§ SOURCE DATA:
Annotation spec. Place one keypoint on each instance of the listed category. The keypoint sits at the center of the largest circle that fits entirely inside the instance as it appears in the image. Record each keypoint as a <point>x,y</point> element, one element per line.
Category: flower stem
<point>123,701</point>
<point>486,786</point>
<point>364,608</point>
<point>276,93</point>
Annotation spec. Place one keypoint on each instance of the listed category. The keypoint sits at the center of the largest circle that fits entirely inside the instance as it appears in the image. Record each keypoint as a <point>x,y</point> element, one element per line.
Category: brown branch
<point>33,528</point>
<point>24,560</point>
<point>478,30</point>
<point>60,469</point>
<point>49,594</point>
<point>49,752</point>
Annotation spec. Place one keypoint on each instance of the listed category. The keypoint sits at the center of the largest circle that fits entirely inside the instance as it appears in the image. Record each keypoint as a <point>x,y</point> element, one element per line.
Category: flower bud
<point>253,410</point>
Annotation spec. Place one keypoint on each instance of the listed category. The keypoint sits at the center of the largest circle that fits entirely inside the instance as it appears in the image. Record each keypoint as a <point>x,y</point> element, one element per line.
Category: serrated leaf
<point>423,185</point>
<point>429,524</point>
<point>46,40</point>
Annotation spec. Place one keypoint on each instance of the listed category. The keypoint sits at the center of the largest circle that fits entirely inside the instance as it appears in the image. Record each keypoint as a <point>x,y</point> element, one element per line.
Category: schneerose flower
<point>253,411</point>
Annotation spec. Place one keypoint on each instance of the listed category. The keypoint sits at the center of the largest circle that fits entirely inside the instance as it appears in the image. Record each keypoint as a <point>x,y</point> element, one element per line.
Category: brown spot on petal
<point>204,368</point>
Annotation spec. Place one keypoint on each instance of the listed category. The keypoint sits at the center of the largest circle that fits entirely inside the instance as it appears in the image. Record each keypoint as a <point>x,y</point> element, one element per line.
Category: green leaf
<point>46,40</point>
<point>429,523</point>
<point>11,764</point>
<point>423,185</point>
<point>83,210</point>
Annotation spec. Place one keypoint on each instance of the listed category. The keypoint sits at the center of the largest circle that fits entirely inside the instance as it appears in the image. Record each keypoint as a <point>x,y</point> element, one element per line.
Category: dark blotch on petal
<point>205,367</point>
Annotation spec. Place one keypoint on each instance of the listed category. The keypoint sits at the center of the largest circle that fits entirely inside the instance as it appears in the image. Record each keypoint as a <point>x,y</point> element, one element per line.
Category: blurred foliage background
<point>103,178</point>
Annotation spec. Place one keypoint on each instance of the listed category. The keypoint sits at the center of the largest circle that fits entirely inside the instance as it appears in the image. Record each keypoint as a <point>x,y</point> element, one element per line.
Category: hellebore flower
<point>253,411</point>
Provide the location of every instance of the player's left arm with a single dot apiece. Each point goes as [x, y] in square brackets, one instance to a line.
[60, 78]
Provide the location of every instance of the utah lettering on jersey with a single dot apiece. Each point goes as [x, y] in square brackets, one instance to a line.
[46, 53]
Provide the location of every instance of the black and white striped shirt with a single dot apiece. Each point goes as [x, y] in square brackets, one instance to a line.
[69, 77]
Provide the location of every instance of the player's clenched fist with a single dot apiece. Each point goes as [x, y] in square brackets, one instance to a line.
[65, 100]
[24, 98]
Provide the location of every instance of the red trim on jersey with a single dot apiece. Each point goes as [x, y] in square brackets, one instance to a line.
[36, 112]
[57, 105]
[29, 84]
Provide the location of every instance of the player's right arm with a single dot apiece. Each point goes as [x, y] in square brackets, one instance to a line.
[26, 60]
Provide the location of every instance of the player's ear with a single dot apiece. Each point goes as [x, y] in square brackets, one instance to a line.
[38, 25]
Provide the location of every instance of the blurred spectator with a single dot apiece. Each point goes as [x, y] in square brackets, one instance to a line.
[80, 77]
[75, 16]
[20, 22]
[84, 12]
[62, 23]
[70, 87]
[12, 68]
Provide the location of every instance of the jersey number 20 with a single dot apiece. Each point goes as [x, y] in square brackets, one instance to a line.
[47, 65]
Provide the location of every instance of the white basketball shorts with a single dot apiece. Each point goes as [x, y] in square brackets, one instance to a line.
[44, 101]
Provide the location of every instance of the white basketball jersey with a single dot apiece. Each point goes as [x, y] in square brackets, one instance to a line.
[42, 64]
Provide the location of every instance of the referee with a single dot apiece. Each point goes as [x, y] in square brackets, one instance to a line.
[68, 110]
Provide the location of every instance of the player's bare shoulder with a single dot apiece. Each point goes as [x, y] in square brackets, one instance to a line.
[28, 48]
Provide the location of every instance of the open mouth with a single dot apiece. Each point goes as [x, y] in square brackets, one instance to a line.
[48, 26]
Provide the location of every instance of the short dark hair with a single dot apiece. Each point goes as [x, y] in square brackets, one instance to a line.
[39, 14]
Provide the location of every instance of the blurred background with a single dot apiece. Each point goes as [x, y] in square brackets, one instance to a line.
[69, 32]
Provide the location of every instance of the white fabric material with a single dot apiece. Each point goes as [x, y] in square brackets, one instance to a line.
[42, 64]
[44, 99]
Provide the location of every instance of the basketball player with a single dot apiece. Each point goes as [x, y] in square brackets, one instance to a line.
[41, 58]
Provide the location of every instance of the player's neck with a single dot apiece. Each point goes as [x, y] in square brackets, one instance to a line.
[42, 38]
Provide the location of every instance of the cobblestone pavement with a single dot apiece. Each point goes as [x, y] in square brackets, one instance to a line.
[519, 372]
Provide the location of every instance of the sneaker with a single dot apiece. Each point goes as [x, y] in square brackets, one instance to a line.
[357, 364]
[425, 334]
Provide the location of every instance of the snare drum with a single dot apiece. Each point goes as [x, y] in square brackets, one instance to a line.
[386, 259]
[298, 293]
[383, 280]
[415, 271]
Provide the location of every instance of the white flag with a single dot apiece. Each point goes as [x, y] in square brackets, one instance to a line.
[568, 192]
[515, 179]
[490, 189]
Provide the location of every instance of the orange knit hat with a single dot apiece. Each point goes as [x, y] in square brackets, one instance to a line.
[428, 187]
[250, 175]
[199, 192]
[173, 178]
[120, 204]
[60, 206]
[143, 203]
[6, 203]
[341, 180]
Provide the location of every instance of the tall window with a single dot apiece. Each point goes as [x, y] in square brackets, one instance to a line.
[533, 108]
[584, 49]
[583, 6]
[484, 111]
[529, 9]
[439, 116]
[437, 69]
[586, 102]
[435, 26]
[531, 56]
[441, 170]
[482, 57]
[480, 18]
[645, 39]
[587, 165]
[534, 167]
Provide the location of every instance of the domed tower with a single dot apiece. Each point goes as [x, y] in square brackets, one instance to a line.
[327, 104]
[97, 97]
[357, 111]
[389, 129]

§ YOUR INSTRUCTIONS:
Each line in the records above must be returned exactly as it stands.

§ SOLUTION:
Annotation spec. Place one keypoint on each instance of the listed category. The keypoint sits at the center of the largest circle that fits entirely inside the instance as it appears in the image. Record each keypoint as a <point>x,y</point> element, one element per line.
Category: flower stem
<point>123,701</point>
<point>486,786</point>
<point>364,608</point>
<point>276,93</point>
Annotation spec. Place one keypoint on each instance of the listed category. The keypoint sits at the center of the largest circle that fits entirely inside the instance as it appears in the image. Record each keypoint as a <point>x,y</point> element, one element per line.
Category: brown branch
<point>33,528</point>
<point>24,560</point>
<point>478,30</point>
<point>60,469</point>
<point>49,594</point>
<point>49,752</point>
Annotation spec. Place one keypoint on each instance of the listed category. The keypoint sits at the center of the largest circle that fits entirely inside the instance as it appears in the image. Record each keypoint as a <point>x,y</point> element, one element per line.
Category: flower bud
<point>253,410</point>
Annotation spec. Place one keypoint on each instance of the listed category. The keypoint sits at the center of the largest circle that fits entirely inside the instance as it appears in the image. Record each keypoint as a <point>x,y</point> element, one element per line.
Category: serrated leaf
<point>423,185</point>
<point>429,524</point>
<point>46,40</point>
Annotation spec. Place one keypoint on each instance of the listed category. The keypoint sits at the center of the largest circle that fits entirely inside the instance as it appears in the image. Record each keypoint as a <point>x,y</point> element, one element per line.
Category: schneerose flower
<point>253,411</point>
Annotation spec. Place one keypoint on each instance of the listed category. The keypoint sits at the center of the largest circle that fits entirely inside the instance as it appears in the image. Record each keypoint as a <point>x,y</point> element, one element per line.
Category: brown spot on petal
<point>204,368</point>
Annotation spec. Place one keypoint on each instance of the listed category. The keypoint sits at the center of the largest circle that fits entirely inside the instance as it appears in the image. Record each keypoint as a <point>x,y</point> element, one element per line.
Category: green leaf
<point>46,40</point>
<point>429,523</point>
<point>11,764</point>
<point>423,185</point>
<point>83,210</point>
Annotation spec. Place one keypoint on each instance of the listed category. The keypoint sits at the center of the largest circle that fits entirely inside the instance as it appears in the image. Record each keypoint as a <point>x,y</point> element, one element per line.
Category: dark blotch on petal
<point>205,367</point>
Annotation spec. Place one keypoint on each instance of the listed category. The keypoint sits at the center of the largest circle that fits entirely inside the instance as it appears in the image. Record each keypoint as a <point>x,y</point> element, one element per line.
Category: blurred foliage background
<point>103,178</point>
Annotation spec. Place one keypoint on each instance of the listed category. The keypoint sits at the center of the largest circle that fits entirely inside the instance as it appears in the image. Record each keypoint as a <point>x,y</point> element, one element per line.
Category: hellebore flower
<point>253,411</point>
Provide the location of every instance of the player's left arm with a single dot apiece. Each point goes as [x, y] in square brackets, one instance to a line.
[60, 78]
Provide the location of every instance of the utah lettering on jersey with a single dot apiece. Each point goes as [x, y] in square brackets, one instance to a line.
[46, 53]
Provide the location of every instance of the black and white striped shirt with a single dot apiece. Each point goes as [x, y] in square brackets, one instance to a line.
[69, 77]
Provide the location of every instance of the player's clenched fist with a single dot apiece. Each point goes as [x, y] in square brackets, one instance to a line.
[65, 100]
[24, 98]
Provide the location of every instance of the red trim on jersey with a single dot apiece. Each point goes as [x, y] in square brackets, one instance to a line.
[36, 112]
[57, 105]
[29, 84]
Provide the location of every instance of the player's right arm with a single dot apiece. Each point goes as [x, y] in square brackets, one instance to a line.
[26, 60]
Provide the location of every instance of the player's ear with a single dot apiece. Each point goes as [x, y] in square brackets, one instance to a line.
[38, 25]
Provide the location of every instance of the blurred spectator with a single dot apiece. Each point goes as [x, y] in square brackets, one instance to a line.
[80, 77]
[75, 16]
[20, 22]
[84, 12]
[62, 23]
[70, 87]
[12, 68]
Provide the location of every instance of the jersey number 20 with a single dot apiece. Each point goes as [x, y] in square brackets, one instance to a line.
[47, 65]
Provide the location of every instance of the white basketball shorts with a single dot apiece. Each point goes as [x, y] in square brackets, one instance to a line.
[44, 101]
Provide the location of every instance of the white basketball jersey with a single dot apiece. Each point goes as [x, y] in square brackets, one instance to a line.
[42, 64]
Provide the location of every instance of the referee with a single dot apiece. Each point goes as [x, y] in square brackets, one instance to a line.
[68, 110]
Provide the location of every instance of the player's bare shoulder with a single dot apiece. Each point goes as [x, y] in square brackets, one instance to a line.
[28, 48]
Provide the location of every instance of the open mouth with a single dot apiece. Each point goes as [x, y] in square brackets, one instance to a line.
[48, 26]
Provide the location of every instance of the short dark hair with a single dot apiece. Each point goes as [x, y] in square brackets, one instance to a line.
[39, 14]
Provide the location of every instance of the blurred background with a single dot apiece. Each point goes as [x, y] in square brackets, one instance to a line.
[69, 32]
Provide the location of every instance of the white fabric material with a single dot apiece. Each point goes as [x, y] in square brackets, one instance to a line.
[42, 64]
[44, 99]
Provide the location of every instance of the basketball player with a single dot apiece. Each point goes as [x, y] in square brackets, one instance to a line.
[41, 58]
Provide the location of every instance of the player's neck with a single dot apiece. Each point goes as [x, y] in square brackets, one instance to a line.
[42, 38]
Provide the location of every instance of the cobblestone pavement with a single dot apiece. Each point goes as [x, y] in square brackets, one instance to a line.
[519, 372]
Provide the location of every instance of the sneaker with a single dot apiece. Each point goes as [x, y] in square brackets, one instance to a line.
[357, 364]
[425, 334]
Provide the location of every instance of the snare drum with a single dot apiece. Each point goes as [x, y] in square brackets, one instance to a line.
[386, 259]
[298, 293]
[383, 280]
[415, 271]
Provide the location of every instance of the white flag with a single dot apiece. Each point goes as [x, y] in square brackets, one instance to a line.
[568, 192]
[515, 179]
[490, 189]
Provide the location of every instance of the orange knit hat with a single dot apiece. Each point goes as [x, y] in square brackets, one instance to a line.
[428, 187]
[250, 175]
[199, 192]
[173, 178]
[120, 204]
[60, 206]
[143, 203]
[6, 203]
[341, 180]
Provide the location of every instance of the tall window with a single dot apiece. Each point goes as [x, y] in square brackets, one instance to a line.
[533, 108]
[584, 49]
[583, 6]
[484, 111]
[529, 9]
[439, 116]
[437, 69]
[586, 102]
[435, 26]
[531, 56]
[441, 170]
[482, 57]
[480, 18]
[645, 39]
[587, 165]
[534, 167]
Provide the location of every instance of the domed tower with a single dot apiece. Each point goes as [x, y] in square brackets, one instance to a line.
[327, 104]
[97, 97]
[357, 111]
[389, 129]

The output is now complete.